Start of Task data
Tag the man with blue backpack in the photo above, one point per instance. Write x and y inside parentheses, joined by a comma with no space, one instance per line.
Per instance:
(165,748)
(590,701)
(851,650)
End of Task data
> What to do: All of the material should be set down exactly as it reads.

> Task response:
Tag the man with blue backpack in the photo above, one point per instance. Write x and y inside parentheses, joined by a comma with no space, one instance per line.
Per instance:
(165,748)
(590,701)
(851,650)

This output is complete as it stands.